» **DOCUMENT EXTRACT**

────────────────

Erythropoietin is produced by interstitial fibroblasts in the kidney in close association with peritubular capillary and proximal convoluted tubule. It is also produced in perisinusoidal cells in the liver. Liver production predominates in the fetal and perinatal period; renal production predominates in adulthood.
Exogenous erythropoietin, recombinant human erythropoietin (rhEPO) is produced by recombinant DNA technology in cell culture and are collectively called erythropoiesis-stimulating agents (ESA): two examples are epoetin alfa and epoetin beta. ESAs are used in the treatment of anemia in chronic kidney disease, anemia in myelodysplasia, and in anemia from cancer chemotherapy. Risks of therapy include death, myocardial infarction, stroke, venous thromboembolism, and tumor recurrence. Risk increases when EPO treatment raises hemoglobin levels over 11-12 g/dl: this is to be avoided.
rhEPO has been used illicitly as a performance-enhancing drug. It can often be detected in blood, due to slight differences from the endogenous protein; for example, in features of posttranslational modification.
EPO is highly glycosylated (40% of total molecular weight), with half-life in blood around five hours. EPO’s half-life may vary between endogenous and various recombinant versions. Additional glycosylation or other alterations of EPO via recombinant technology have led to the increase of EPO’s stability in blood (thus requiring less frequent injections).

────────────────

(Image-grounded pointing data)
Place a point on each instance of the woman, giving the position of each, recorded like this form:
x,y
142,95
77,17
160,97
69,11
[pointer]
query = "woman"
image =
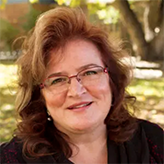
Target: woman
x,y
72,100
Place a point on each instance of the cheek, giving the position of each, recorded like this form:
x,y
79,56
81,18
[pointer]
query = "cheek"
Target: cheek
x,y
102,91
54,101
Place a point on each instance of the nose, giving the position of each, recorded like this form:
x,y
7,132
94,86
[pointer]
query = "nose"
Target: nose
x,y
76,89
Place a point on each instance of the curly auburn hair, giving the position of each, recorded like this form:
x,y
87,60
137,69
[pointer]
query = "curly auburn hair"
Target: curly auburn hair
x,y
53,29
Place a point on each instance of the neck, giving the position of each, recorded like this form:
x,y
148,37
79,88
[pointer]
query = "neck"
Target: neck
x,y
90,143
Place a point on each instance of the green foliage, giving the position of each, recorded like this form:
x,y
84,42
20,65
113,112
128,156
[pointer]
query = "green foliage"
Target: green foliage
x,y
7,34
30,19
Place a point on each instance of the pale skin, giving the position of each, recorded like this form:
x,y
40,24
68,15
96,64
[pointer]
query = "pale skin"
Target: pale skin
x,y
85,126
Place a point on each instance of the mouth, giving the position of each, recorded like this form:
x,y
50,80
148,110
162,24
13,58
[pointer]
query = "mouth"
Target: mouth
x,y
80,105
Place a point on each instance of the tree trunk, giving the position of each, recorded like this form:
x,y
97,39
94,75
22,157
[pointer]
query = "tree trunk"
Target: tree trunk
x,y
149,50
133,26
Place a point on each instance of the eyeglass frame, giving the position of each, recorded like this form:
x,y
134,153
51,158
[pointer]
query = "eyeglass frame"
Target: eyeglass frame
x,y
42,85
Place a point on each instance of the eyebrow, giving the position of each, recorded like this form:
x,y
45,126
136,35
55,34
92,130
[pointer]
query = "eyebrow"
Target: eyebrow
x,y
79,69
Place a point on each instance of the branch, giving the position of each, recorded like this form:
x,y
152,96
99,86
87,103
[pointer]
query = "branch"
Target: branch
x,y
133,25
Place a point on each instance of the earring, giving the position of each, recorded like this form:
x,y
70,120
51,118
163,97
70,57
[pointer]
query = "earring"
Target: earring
x,y
49,118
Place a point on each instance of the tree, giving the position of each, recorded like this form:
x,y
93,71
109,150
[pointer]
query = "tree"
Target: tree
x,y
149,37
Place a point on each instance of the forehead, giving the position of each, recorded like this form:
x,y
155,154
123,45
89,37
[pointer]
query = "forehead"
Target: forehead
x,y
73,55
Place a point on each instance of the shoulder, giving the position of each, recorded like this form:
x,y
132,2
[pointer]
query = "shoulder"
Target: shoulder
x,y
152,130
155,138
10,152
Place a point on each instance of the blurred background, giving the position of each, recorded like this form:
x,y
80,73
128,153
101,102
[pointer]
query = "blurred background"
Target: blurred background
x,y
138,22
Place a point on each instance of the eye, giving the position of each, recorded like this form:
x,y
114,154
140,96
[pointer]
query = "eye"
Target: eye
x,y
57,81
90,72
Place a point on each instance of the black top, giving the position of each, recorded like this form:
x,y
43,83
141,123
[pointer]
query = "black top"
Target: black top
x,y
146,147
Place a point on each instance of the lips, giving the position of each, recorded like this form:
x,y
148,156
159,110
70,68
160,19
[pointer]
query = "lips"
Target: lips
x,y
79,105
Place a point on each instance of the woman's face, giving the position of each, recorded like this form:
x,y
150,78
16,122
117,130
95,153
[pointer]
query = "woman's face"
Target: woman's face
x,y
79,109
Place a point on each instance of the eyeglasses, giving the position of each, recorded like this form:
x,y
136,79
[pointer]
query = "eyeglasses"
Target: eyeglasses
x,y
88,77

────────────────

» **WORK TO COMPLETE**
A – Name every risk of therapy listed in the erythropoietin text.
B – Carry the erythropoietin text forward from its last sentence.

» **EXPECTED RESULTS**
A – Death, myocardial infarction, stroke, venous thromboembolism, and tumor recurrence.

B –
Red blood cell production
Erythropoietin is an essential hormone for red blood cell production. Without it, definitive erythropoiesis does not take place. Under hypoxic conditions, the kidney will produce and secrete erythropoietin to increase the production of red blood cells by targeting CFU-E, proerythroblast and basophilic erythroblast subsets in the differentiation. Erythropoietin has its primary effect on red blood cell progenitors and precursors (which are found in the bone marrow in humans) by promoting their survival through protecting these cells from apoptosis, or cell death.
Erythropoietin is the primary erythropoietic factor that cooperates with various other growth factors (e.g., IL-3, IL-6, glucocorticoids, and SCF) involved in the development of erythroid lineage from multipotent progenitors. The burst-forming unit-erythroid (BFU-E) cells start erythropoietin receptor expression and are sensitive to erythropoietin. Subsequent stage, the colony-forming unit-erythroid (CFU-E), expresses maximal erythropoietin receptor density and is completely dependent on erythropoietin for further differentiation. Precursors of red cells, the proerythroblasts and basophilic erythroblasts also express erythropoietin receptor and are therefore affected by it.